• [MATERIAL PROVIDED]

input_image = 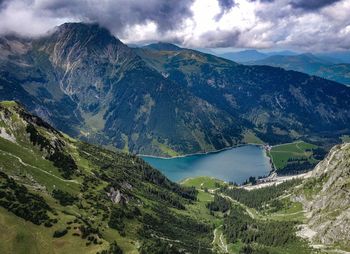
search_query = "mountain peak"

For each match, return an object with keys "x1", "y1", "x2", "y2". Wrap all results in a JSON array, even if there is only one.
[
  {"x1": 53, "y1": 23, "x2": 122, "y2": 47},
  {"x1": 143, "y1": 42, "x2": 181, "y2": 51}
]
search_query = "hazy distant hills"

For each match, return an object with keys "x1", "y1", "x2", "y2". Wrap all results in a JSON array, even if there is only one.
[
  {"x1": 137, "y1": 42, "x2": 349, "y2": 146},
  {"x1": 246, "y1": 54, "x2": 350, "y2": 85},
  {"x1": 0, "y1": 23, "x2": 350, "y2": 155},
  {"x1": 0, "y1": 101, "x2": 350, "y2": 254},
  {"x1": 217, "y1": 49, "x2": 298, "y2": 64}
]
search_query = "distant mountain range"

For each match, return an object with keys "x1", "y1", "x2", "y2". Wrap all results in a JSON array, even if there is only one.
[
  {"x1": 0, "y1": 23, "x2": 350, "y2": 156},
  {"x1": 0, "y1": 101, "x2": 350, "y2": 254},
  {"x1": 246, "y1": 54, "x2": 350, "y2": 85}
]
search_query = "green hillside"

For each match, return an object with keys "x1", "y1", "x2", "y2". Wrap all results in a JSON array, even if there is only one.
[{"x1": 0, "y1": 102, "x2": 213, "y2": 253}]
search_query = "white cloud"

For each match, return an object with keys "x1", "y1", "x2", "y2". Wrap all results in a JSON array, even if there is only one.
[{"x1": 0, "y1": 0, "x2": 350, "y2": 50}]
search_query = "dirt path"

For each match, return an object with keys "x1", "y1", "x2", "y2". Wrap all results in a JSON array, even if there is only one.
[
  {"x1": 1, "y1": 151, "x2": 80, "y2": 184},
  {"x1": 212, "y1": 225, "x2": 229, "y2": 253}
]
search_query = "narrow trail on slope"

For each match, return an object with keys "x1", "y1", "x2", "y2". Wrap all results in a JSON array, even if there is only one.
[{"x1": 1, "y1": 150, "x2": 80, "y2": 184}]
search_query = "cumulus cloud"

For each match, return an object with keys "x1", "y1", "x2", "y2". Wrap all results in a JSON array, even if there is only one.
[
  {"x1": 0, "y1": 0, "x2": 350, "y2": 50},
  {"x1": 291, "y1": 0, "x2": 340, "y2": 10}
]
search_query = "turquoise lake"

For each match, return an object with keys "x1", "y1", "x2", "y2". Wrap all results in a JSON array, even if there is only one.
[{"x1": 142, "y1": 145, "x2": 271, "y2": 184}]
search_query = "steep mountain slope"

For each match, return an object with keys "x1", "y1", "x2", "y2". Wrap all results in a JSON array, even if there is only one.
[
  {"x1": 219, "y1": 49, "x2": 297, "y2": 64},
  {"x1": 0, "y1": 101, "x2": 212, "y2": 253},
  {"x1": 298, "y1": 143, "x2": 350, "y2": 251},
  {"x1": 0, "y1": 23, "x2": 350, "y2": 156},
  {"x1": 220, "y1": 50, "x2": 268, "y2": 63},
  {"x1": 137, "y1": 44, "x2": 350, "y2": 143},
  {"x1": 247, "y1": 54, "x2": 350, "y2": 85},
  {"x1": 0, "y1": 23, "x2": 241, "y2": 155}
]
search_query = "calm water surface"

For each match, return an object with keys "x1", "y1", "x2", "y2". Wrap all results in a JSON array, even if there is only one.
[{"x1": 142, "y1": 145, "x2": 271, "y2": 183}]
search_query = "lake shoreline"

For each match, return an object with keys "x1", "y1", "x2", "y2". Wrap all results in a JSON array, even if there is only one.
[
  {"x1": 142, "y1": 144, "x2": 273, "y2": 183},
  {"x1": 136, "y1": 143, "x2": 267, "y2": 160}
]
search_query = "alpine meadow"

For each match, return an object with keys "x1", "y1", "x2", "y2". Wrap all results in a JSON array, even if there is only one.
[{"x1": 0, "y1": 0, "x2": 350, "y2": 254}]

• [WHAT IS EXPECTED] Drop the pictures and reproduce the rest of the entries above exactly.

• [SOLUTION FOR THIS TASK]
input_image = 
search_query = "mountain peak"

For each match, return an object with keys "x1", "y1", "x2", "y2". Wrap all results in a JSON array, even if there is only one.
[
  {"x1": 53, "y1": 23, "x2": 122, "y2": 47},
  {"x1": 143, "y1": 42, "x2": 181, "y2": 51}
]
search_query = "hazy distant hills"

For each match, return an object with keys "x1", "y1", "x2", "y2". Wrap all results in a JSON array, even if there is only one.
[
  {"x1": 137, "y1": 42, "x2": 349, "y2": 146},
  {"x1": 246, "y1": 54, "x2": 350, "y2": 85},
  {"x1": 0, "y1": 23, "x2": 350, "y2": 155},
  {"x1": 0, "y1": 101, "x2": 350, "y2": 254},
  {"x1": 217, "y1": 49, "x2": 298, "y2": 64}
]
search_query = "distant mountain range"

For each match, return an object with keys "x1", "y1", "x2", "y2". Wrap all results in a JSON array, even if there is only one.
[
  {"x1": 0, "y1": 23, "x2": 350, "y2": 156},
  {"x1": 0, "y1": 101, "x2": 350, "y2": 254},
  {"x1": 246, "y1": 54, "x2": 350, "y2": 85}
]
search_query = "green hillside"

For each match, return an object with keys "x1", "y1", "x2", "y2". Wrap all results in a JSON array, even if there is only one.
[{"x1": 0, "y1": 102, "x2": 213, "y2": 253}]
search_query = "white cloud"

For each match, return an object with keys "x1", "y1", "x2", "y2". Wrap all results in a JSON array, even if there is only one.
[{"x1": 0, "y1": 0, "x2": 350, "y2": 50}]
search_query = "dirt path"

For each match, return an object with keys "x1", "y1", "x2", "y2". Wrap all results in a JSON array, even if there is only one.
[
  {"x1": 1, "y1": 151, "x2": 80, "y2": 184},
  {"x1": 212, "y1": 225, "x2": 229, "y2": 253}
]
search_query = "narrow trail on slope"

For each match, return an object with keys "x1", "y1", "x2", "y2". Wrap all results in a JSON array, even if there is only one.
[{"x1": 1, "y1": 150, "x2": 80, "y2": 184}]
search_query = "cumulus cloud"

For each match, return an object with keys "x1", "y1", "x2", "y2". Wrap all results in a JSON array, even if there is only one.
[
  {"x1": 0, "y1": 0, "x2": 350, "y2": 50},
  {"x1": 291, "y1": 0, "x2": 340, "y2": 10}
]
search_query = "turquoise lake"

For each match, return an object with keys "x1", "y1", "x2", "y2". Wrap all results in a JSON array, even if there is only one.
[{"x1": 142, "y1": 145, "x2": 271, "y2": 184}]
search_query = "steep mountain slope"

For each match, return an object with keys "x1", "y1", "x2", "y2". Wrap all results in a JSON array, even if there is only one.
[
  {"x1": 219, "y1": 49, "x2": 297, "y2": 64},
  {"x1": 0, "y1": 101, "x2": 212, "y2": 253},
  {"x1": 298, "y1": 143, "x2": 350, "y2": 251},
  {"x1": 0, "y1": 23, "x2": 350, "y2": 156},
  {"x1": 220, "y1": 50, "x2": 268, "y2": 63},
  {"x1": 137, "y1": 44, "x2": 350, "y2": 143},
  {"x1": 247, "y1": 54, "x2": 350, "y2": 85},
  {"x1": 0, "y1": 23, "x2": 241, "y2": 155}
]
search_query = "calm water surface"

For each match, return an object with keys "x1", "y1", "x2", "y2". Wrap all results in a JSON array, even if there is only one.
[{"x1": 142, "y1": 145, "x2": 271, "y2": 183}]
search_query = "lake shoreline"

For each match, return an object with keys "x1", "y1", "x2", "y2". Wrap all results in a JSON array, even if there is only one.
[
  {"x1": 142, "y1": 144, "x2": 273, "y2": 183},
  {"x1": 136, "y1": 143, "x2": 267, "y2": 160}
]
search_query = "alpine meadow"

For each match, return an object with keys "x1", "y1", "x2", "y2". Wrap all results in a JSON array, even if there is only one.
[{"x1": 0, "y1": 0, "x2": 350, "y2": 254}]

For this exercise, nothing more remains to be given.